_Data listing_:
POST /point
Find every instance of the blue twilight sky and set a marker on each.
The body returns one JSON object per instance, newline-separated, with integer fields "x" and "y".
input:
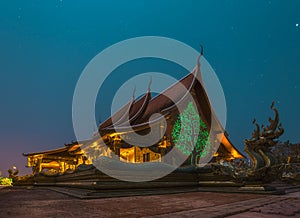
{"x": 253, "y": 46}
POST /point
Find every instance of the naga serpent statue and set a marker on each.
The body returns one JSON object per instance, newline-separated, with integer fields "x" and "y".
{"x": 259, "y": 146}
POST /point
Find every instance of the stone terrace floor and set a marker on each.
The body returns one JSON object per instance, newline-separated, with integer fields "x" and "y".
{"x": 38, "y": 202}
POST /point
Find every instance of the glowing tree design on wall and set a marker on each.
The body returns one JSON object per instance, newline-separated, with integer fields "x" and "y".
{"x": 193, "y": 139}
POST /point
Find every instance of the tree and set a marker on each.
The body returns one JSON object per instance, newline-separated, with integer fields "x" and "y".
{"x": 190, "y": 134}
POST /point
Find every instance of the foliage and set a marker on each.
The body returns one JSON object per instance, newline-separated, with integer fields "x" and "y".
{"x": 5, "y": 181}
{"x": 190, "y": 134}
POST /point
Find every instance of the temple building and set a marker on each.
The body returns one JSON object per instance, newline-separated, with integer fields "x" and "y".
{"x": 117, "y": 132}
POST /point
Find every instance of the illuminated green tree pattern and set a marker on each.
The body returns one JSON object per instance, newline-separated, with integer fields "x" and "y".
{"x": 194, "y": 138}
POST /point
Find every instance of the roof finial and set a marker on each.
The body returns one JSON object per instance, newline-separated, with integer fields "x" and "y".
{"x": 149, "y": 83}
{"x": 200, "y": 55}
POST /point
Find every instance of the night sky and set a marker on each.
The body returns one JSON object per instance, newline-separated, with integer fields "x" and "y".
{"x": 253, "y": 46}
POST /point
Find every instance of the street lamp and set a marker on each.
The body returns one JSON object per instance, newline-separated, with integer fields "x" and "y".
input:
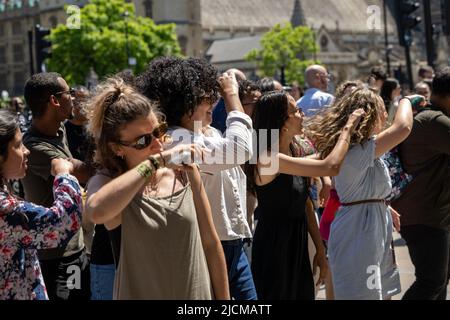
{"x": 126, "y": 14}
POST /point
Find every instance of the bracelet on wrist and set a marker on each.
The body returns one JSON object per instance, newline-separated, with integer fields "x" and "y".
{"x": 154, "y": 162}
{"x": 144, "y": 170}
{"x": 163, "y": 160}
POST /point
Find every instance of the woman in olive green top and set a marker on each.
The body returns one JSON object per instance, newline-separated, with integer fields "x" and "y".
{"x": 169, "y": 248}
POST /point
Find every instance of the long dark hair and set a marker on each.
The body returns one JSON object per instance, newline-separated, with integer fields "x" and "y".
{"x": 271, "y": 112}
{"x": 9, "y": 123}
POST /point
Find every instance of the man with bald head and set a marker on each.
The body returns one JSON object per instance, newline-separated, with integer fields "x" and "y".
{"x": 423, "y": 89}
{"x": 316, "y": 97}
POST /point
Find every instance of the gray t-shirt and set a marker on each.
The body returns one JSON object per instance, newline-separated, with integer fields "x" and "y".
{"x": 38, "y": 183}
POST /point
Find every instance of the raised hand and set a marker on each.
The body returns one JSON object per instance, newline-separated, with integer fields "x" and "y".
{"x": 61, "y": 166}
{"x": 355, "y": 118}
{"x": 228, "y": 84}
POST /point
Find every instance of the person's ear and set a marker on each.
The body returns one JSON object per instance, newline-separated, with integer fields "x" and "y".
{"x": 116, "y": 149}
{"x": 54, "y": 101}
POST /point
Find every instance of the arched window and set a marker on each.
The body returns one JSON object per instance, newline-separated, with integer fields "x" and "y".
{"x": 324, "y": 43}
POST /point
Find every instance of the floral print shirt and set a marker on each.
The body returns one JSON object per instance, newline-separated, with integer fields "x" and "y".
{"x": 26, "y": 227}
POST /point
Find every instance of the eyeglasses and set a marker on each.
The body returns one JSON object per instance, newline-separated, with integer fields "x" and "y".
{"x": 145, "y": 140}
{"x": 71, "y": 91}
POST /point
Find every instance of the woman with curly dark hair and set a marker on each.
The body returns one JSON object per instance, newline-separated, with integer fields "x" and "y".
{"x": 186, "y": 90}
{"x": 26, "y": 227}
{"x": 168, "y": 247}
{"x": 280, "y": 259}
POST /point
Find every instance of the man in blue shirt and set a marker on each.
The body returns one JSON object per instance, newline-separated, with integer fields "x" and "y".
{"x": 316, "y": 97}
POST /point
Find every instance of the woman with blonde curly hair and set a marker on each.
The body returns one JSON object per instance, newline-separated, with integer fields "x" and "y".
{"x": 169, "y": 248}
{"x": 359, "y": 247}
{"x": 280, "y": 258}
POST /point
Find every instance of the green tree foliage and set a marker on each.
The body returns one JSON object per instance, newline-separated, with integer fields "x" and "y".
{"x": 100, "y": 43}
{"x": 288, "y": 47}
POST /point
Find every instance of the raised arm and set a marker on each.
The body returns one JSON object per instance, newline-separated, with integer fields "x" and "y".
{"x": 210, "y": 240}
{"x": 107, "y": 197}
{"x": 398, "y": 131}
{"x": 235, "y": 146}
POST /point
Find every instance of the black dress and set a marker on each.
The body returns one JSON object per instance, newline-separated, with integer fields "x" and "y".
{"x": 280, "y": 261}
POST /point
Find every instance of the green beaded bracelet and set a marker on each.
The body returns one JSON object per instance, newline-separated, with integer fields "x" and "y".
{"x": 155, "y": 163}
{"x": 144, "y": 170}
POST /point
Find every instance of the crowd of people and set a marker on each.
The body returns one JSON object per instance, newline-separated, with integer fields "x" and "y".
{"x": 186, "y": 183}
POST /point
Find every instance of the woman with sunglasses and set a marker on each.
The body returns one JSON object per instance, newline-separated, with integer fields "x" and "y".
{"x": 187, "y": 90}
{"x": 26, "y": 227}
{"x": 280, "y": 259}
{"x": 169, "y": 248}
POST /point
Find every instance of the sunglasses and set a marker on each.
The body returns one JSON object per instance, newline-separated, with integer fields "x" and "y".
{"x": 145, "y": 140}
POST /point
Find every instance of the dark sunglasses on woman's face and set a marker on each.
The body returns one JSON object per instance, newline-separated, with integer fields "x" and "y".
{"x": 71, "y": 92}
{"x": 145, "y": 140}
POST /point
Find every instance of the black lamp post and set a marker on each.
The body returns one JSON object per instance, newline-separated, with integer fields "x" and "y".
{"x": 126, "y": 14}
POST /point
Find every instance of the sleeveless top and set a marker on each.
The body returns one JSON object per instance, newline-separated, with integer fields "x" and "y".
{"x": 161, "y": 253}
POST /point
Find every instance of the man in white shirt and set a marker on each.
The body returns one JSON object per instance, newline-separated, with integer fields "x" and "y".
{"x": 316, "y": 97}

_What you have to do_:
Using the records above, retype everything exactly except the pictures.

_Written solution_:
POST /point
Find every instance of the blue twilight sky and set a marker on each.
The body returns one JSON object per instance, newline-separated, with integer fields "x" and "y".
input:
{"x": 253, "y": 46}
POST /point
Find every instance of the naga serpent statue and set a marker on each.
The body returns one JSON object per instance, newline-separated, with integer fields "x" and "y".
{"x": 259, "y": 146}
POST /point
Find every instance of the stone terrace floor and set a marker on each.
The body returns one JSON object per instance, newline-separated, with integer fields "x" and "y".
{"x": 38, "y": 202}
POST /point
Find every instance of the glowing tree design on wall and set a marker on each.
The body returns one JSON object per instance, newline-separated, with integer fields "x" and "y".
{"x": 193, "y": 139}
POST /point
Find every instance of the tree and set a marker on each.
The body returns one JSON object per instance, newline-separated, with integer fields "x" and "y".
{"x": 190, "y": 134}
POST /point
Find every instance of the foliage and set a marker on each.
The body returns one JSON object per instance, newline-separated, with integer fields "x" and "y".
{"x": 5, "y": 181}
{"x": 190, "y": 134}
POST /point
Find every instance of the temple building and set a marker on each.
The body returns one JSON object per instance, newline-separated, with integer fields "x" and "y".
{"x": 117, "y": 132}
POST /point
Find every instance of the illuminated green tree pattern and set a marker on each.
The body returns one JSON object per instance, newline-separated, with integer fields "x" and "y".
{"x": 194, "y": 138}
POST /point
Find every instance of the roof finial and set a marker on each.
The body returns one JSON object per instance, newline-separated, with integer fields "x" and "y".
{"x": 149, "y": 83}
{"x": 200, "y": 55}
POST /point
Find every instance of the night sky and set a marker on each.
The body returns one JSON object per instance, newline-separated, with integer fields "x" and "y".
{"x": 253, "y": 46}
POST /point
Find every instance of the street lamp and set a marker on each.
The body returns one JSON object per instance, newline-separated, with integer fields "x" and "y".
input:
{"x": 126, "y": 14}
POST /point
Find every instance of the bracelet on wrist and set a marker on each.
The body returns one JSON object per instance, newline-separated, with integer fields "x" and "y".
{"x": 154, "y": 162}
{"x": 144, "y": 170}
{"x": 163, "y": 160}
POST /point
Find every instance of the woman in olive green top and set a marker on each.
The body returns one JSON object per instance, newline-separated, with integer fields "x" and "y".
{"x": 169, "y": 248}
POST /point
Find every instance of the long dark hair and set a marker on each.
The body returns one JSON object per instance, newline-separated, with integer fields "x" and "y".
{"x": 271, "y": 112}
{"x": 9, "y": 123}
POST /point
Find every instance of the man with bald head and set a marker on each.
The body returns one JSON object per instance, newline-separated, with integer fields "x" and "y".
{"x": 423, "y": 89}
{"x": 316, "y": 97}
POST /point
Find every instance of the gray t-shirt and set a marker on each.
The body returns one JSON object per instance, newline-separated, with integer fields "x" and "y".
{"x": 38, "y": 183}
POST /point
Find every instance of the raised hand and set a marker on each.
The body returns one JSON object per instance, newline-separated, with integer fields "x" and "y".
{"x": 61, "y": 166}
{"x": 355, "y": 118}
{"x": 228, "y": 84}
POST /point
Find every instance of the person's ear and set a marker on each.
The body returns one JSON object per instance, newline-separated, with integer fields "x" and "y".
{"x": 116, "y": 149}
{"x": 54, "y": 101}
POST /point
Find every instance of the arched window and set a marker on each.
The body returns one JSON object per instance, newline-separated, with integer fields "x" and "y".
{"x": 324, "y": 43}
POST /point
Find every instance of the floral print shirt and set a marker on each.
The body returns one JSON object per instance, newline-separated, with integer fields "x" and "y".
{"x": 26, "y": 227}
POST /point
Find every instance of the eyeglasses and set a marker on each.
The body returns one JSON object per instance, newline-separated, with integer fields "x" and "y".
{"x": 145, "y": 140}
{"x": 71, "y": 91}
POST /point
Find every instance of the woman with curly dark hair and set a marker on each.
The body returns one JSON object per instance, newline-separated, with integer fields "x" and "y".
{"x": 186, "y": 90}
{"x": 26, "y": 227}
{"x": 168, "y": 247}
{"x": 280, "y": 259}
POST /point
Find every instance of the man in blue shirt and set a marker on each.
The body returns one JSON object per instance, newline-separated, with integer fields "x" and "y".
{"x": 316, "y": 97}
POST /point
Find every instance of the woman with blonde curly hair and set a marker on each.
The body returns one JSON object per instance, newline-separated, with integer fields "x" and "y".
{"x": 169, "y": 248}
{"x": 359, "y": 247}
{"x": 280, "y": 258}
POST /point
Find every instance of the green tree foliage and set a marker on each.
The body returns one JSON object per instance, newline-separated, with integer fields "x" and "y".
{"x": 100, "y": 43}
{"x": 288, "y": 47}
POST /point
Find every instance of the raised arm and set a marker on each.
The body returns one JSON object per instance, newline-separated, with integer fields "x" and "y".
{"x": 210, "y": 240}
{"x": 107, "y": 197}
{"x": 398, "y": 131}
{"x": 235, "y": 146}
POST /point
Find every instance of the black dress and set a marker on each.
The body returns one JSON object per instance, newline-separated, with integer fields "x" and "y".
{"x": 280, "y": 261}
POST /point
Find every instance of the green beaded bracelet and set a marker on each.
The body returns one JSON object per instance, newline-separated, with integer fields "x" and "y".
{"x": 155, "y": 163}
{"x": 144, "y": 170}
POST /point
Find every instance of the crowd of people and set a marker on each.
The body returns one JSON object per instance, newline-separated, with integer fields "x" and "y".
{"x": 186, "y": 183}
POST /point
Find every instance of the woman with sunglasses and set a marker on each.
The body returns one JSON object per instance, newline-separated, with integer fields "x" and "y".
{"x": 187, "y": 90}
{"x": 26, "y": 227}
{"x": 280, "y": 259}
{"x": 169, "y": 248}
POST /point
Find every instance of the sunglasses and set a marker on each.
The body returns one JSON object per instance, newline-separated, with integer fields "x" and "y".
{"x": 145, "y": 140}
POST /point
Find every instance of the dark sunglasses on woman's face and set a marker on each.
The body returns one JSON object per instance, newline-separated, with integer fields "x" and "y".
{"x": 71, "y": 92}
{"x": 145, "y": 140}
POST /point
Find every instance of the black lamp post and set a marker on each.
The body returns one JSON object per instance, newline-separated, with integer fields "x" and "y".
{"x": 126, "y": 14}
POST /point
Find every instance of the sleeveless top and set a marker on each.
The body returns one JSON object per instance, newline-separated, with integer fields "x" and "y".
{"x": 161, "y": 253}
POST /point
Find every instance of the man in white shirt and set a marker on each.
The body returns one JSON object per instance, newline-separated, with integer fields "x" and "y".
{"x": 316, "y": 97}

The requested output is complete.